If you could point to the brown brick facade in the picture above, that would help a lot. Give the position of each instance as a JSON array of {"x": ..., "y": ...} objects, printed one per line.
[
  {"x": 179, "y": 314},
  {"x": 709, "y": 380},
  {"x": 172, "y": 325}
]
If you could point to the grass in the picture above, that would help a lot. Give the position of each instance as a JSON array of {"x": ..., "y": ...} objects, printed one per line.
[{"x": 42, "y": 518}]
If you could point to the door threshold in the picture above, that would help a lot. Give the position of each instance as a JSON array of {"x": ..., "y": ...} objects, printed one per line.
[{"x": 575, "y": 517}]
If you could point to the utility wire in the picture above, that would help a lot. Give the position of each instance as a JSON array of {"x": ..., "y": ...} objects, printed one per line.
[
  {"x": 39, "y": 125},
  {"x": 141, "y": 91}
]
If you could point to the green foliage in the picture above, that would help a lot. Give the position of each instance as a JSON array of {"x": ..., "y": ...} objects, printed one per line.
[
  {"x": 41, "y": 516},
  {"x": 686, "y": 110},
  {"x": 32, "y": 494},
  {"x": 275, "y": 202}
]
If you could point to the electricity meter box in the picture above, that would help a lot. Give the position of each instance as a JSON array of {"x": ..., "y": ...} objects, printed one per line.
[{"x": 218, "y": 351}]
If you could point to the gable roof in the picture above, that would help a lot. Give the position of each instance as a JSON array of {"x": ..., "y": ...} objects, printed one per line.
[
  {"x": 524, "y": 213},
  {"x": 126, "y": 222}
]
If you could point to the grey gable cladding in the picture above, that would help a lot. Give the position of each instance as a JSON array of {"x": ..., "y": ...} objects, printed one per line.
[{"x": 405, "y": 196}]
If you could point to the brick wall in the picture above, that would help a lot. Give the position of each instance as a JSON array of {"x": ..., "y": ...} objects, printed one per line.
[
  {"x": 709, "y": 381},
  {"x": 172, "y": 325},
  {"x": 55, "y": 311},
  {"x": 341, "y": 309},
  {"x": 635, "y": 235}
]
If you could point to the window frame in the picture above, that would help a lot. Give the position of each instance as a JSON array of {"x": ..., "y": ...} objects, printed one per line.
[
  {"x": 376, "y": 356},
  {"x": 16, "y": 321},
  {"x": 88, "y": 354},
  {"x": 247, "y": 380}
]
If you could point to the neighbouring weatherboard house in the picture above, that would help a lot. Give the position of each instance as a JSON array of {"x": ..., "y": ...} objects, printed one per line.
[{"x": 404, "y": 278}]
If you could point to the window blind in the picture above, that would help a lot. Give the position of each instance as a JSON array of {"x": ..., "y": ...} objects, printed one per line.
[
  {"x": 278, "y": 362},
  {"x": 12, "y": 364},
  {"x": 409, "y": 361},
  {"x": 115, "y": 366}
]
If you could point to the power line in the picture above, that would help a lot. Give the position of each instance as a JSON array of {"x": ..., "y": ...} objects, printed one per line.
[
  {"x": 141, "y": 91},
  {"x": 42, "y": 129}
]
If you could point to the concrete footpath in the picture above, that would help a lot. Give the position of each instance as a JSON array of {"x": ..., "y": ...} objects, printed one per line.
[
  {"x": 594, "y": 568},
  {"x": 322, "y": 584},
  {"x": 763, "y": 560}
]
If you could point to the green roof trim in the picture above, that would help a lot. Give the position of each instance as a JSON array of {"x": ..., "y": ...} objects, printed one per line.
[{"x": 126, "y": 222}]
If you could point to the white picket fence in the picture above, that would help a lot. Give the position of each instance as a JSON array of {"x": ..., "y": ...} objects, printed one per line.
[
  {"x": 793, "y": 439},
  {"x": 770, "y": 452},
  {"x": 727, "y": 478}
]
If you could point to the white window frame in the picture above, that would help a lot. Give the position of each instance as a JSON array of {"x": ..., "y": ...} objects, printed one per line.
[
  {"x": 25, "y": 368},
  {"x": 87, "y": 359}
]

++++

• [Problem] Reproduce the entire listing above word for word, with every line in its original order.

• [Solution]
If you could point to the brown brick facade in the picture above, that would help a lot. Give the position of each instance as a JSON array of {"x": ..., "y": ...} objects, printed one per line.
[
  {"x": 179, "y": 314},
  {"x": 709, "y": 380},
  {"x": 172, "y": 325}
]
If you could point to the grass in the picture above, that would help a lot. Give the position of each instance as a JSON array of {"x": ..., "y": ...} objects, printed one per line.
[{"x": 42, "y": 518}]
If you could point to the door threshold in the picture above, that would help a lot. Give the position of each instance as a JSON array of {"x": ..., "y": ...} objects, printed one per line.
[{"x": 575, "y": 517}]
If you could point to the utility wire in the picture above, that would help a lot. Give the position of each instance as a JSON array of {"x": ..., "y": ...} objects, printed one per line.
[
  {"x": 39, "y": 125},
  {"x": 141, "y": 91}
]
If you could point to the green foliage in the picture above, that would help a lot. Give the position of each instance as a JSON array of {"x": ..., "y": ...} objects, printed one per line.
[
  {"x": 41, "y": 516},
  {"x": 686, "y": 110},
  {"x": 32, "y": 494},
  {"x": 275, "y": 202}
]
If you could point to the electricity meter box in the picture above, that would help a lot. Give the position of each instance as a JSON array of {"x": ..., "y": ...} objects, printed one per line.
[{"x": 218, "y": 351}]
If you could point to the gable roof in the picture above, that would help a lot. Give the position of each instance as a JSON array of {"x": ..., "y": ...} objects, printed one per line.
[
  {"x": 524, "y": 213},
  {"x": 126, "y": 222}
]
If you could point to the grey gable cladding in the picture above, that would help a lot. Give the position of each instance as a JSON array of {"x": ..., "y": ...} objects, printed one per line.
[{"x": 405, "y": 196}]
If you could point to the brick wall in the picture above, that would help a lot. Give the position of each instance as a JSON array of {"x": ..., "y": ...} objects, printed one per line.
[
  {"x": 709, "y": 381},
  {"x": 172, "y": 325},
  {"x": 55, "y": 311},
  {"x": 341, "y": 309},
  {"x": 635, "y": 235}
]
If you could point to the window frame in the picture above, that would help a lot. Give the position of each instance as a JSON array of {"x": ..., "y": ...} objects, printed one per line.
[
  {"x": 376, "y": 356},
  {"x": 16, "y": 321},
  {"x": 88, "y": 354},
  {"x": 247, "y": 380}
]
If you could point to the neighbouring weatherboard house in the picture above, that would help a lot. Give the position of each instance as a JSON array of {"x": ..., "y": ...} objects, printed one per line.
[{"x": 404, "y": 278}]
If you could point to the window blind in the picture above, that would help a lot. Give the position of each instance as a JSON array of {"x": ..., "y": ...} objects, printed one per line.
[
  {"x": 278, "y": 362},
  {"x": 12, "y": 364},
  {"x": 409, "y": 361},
  {"x": 115, "y": 366}
]
If you could point to the power line in the picture above, that would help a lot. Give the position of each instance as a JSON array of {"x": ..., "y": ...} objects, printed one per line.
[
  {"x": 141, "y": 91},
  {"x": 42, "y": 129}
]
If you could point to the concrete footpath in the picture above, that would help a lot. Give the position of each instance as a JSON array of {"x": ..., "y": ...} objects, printed one per line.
[
  {"x": 594, "y": 568},
  {"x": 322, "y": 584},
  {"x": 763, "y": 560}
]
If you could point to the green roof trim in the picture above, that would help a lot. Give the position of each instance as a JSON array of {"x": ..., "y": ...} objects, printed one per line.
[{"x": 126, "y": 222}]
If you could point to the white picket fence in the picture above, that would help a lot. Give the position of each instance as a JSON array of {"x": ..., "y": ...} objects, printed one per line.
[
  {"x": 793, "y": 439},
  {"x": 770, "y": 452},
  {"x": 727, "y": 478}
]
If you could point to the white window frame in the picture above, that would help a lot. Give the position of each instance as a JSON array of {"x": ..., "y": ...} objects, printed one per line.
[
  {"x": 25, "y": 368},
  {"x": 87, "y": 359}
]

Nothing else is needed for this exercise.